* GIVEN INSTRUCTION 1 *
Report how many lines of the entries below contain the string "stone", counting only matches in that exact case. Give the number alone.
===== TEXT EXTRACT
# SWITZERLAND - Stadium and Arena Development News



## Hoffenheim (Nov 6, 2008)

Any new pics?


----------



## Jim856796 (Jun 1, 2006)

I don't really like the design of the new Hardturm Stadium. The new stadium's groundprint will look like a pentagon and its upper tier looks irregular. Should have come up with a different design for new stadium.


----------



## railcity (Apr 4, 2007)

Hoffenheim said:


> Any new pics?


Currently not. The old stadium is deconstructed. There is still one legal objection by neighbours which has to be resolved. In one month there should be more info.


----------



## Grasshopper Zurich (Jul 24, 2008)

we need a stadium like this

http://www.footballgroundguide.com/preston_north_end/


----------



## railcity (Apr 4, 2007)
==========
===== DATASET EXTRACT
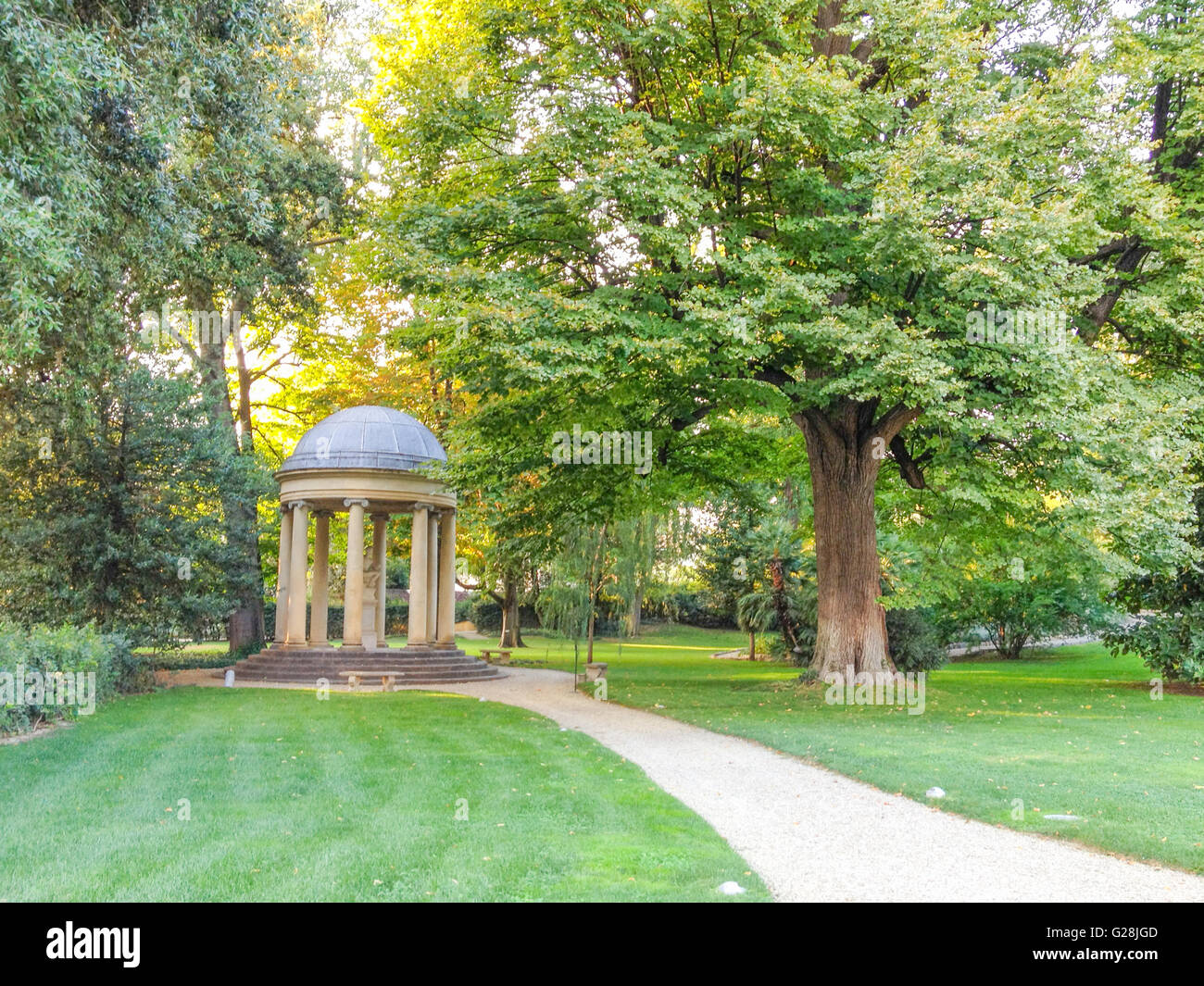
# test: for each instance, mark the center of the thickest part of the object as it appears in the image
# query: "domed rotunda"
(365, 462)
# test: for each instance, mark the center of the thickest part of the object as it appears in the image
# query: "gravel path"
(817, 836)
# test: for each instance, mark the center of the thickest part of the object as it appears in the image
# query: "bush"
(1172, 644)
(48, 658)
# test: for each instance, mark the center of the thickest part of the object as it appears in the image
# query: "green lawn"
(352, 798)
(1072, 730)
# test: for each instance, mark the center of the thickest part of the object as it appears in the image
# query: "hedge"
(32, 657)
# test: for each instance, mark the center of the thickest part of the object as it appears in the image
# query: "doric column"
(320, 580)
(299, 562)
(380, 556)
(417, 631)
(282, 576)
(445, 634)
(433, 573)
(353, 590)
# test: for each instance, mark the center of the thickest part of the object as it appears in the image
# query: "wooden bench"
(356, 677)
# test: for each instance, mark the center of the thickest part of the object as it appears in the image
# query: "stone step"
(372, 668)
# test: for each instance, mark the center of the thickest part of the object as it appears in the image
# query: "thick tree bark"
(636, 612)
(844, 450)
(778, 583)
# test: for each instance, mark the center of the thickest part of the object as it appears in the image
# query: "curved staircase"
(406, 666)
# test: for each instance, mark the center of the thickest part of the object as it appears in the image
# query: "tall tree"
(698, 209)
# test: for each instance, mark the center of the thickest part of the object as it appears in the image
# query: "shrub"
(52, 652)
(915, 640)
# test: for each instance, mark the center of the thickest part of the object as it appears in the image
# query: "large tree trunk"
(512, 631)
(844, 456)
(245, 624)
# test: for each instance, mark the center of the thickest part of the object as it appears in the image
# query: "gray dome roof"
(366, 438)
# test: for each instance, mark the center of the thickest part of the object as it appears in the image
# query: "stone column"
(320, 580)
(433, 573)
(380, 557)
(446, 580)
(417, 633)
(353, 590)
(299, 562)
(282, 576)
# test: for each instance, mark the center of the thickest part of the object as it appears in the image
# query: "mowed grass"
(1071, 730)
(353, 798)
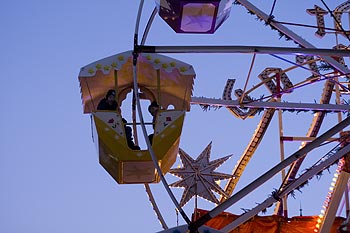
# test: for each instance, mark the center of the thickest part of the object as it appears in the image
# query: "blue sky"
(50, 177)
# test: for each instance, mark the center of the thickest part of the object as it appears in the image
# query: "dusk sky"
(50, 176)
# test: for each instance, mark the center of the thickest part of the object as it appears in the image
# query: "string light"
(329, 195)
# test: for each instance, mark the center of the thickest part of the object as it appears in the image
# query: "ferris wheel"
(147, 75)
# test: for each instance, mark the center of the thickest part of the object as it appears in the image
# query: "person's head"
(153, 108)
(110, 96)
(128, 131)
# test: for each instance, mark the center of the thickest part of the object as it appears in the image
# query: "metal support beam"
==========
* GIVEN INSTRUCTION 2 *
Answer these questions about the stadium forum thread above:
(a) What shape does Jim856796 say the new Hardturm Stadium's groundprint will look like?
(b) What does railcity report has already been done to the old stadium?
(c) How many legal objections does railcity say still have to be resolved?

* TASK OUTPUT 1 *
2

* TASK OUTPUT 2 *
(a) A pentagon.
(b) It has been deconstructed.
(c) One.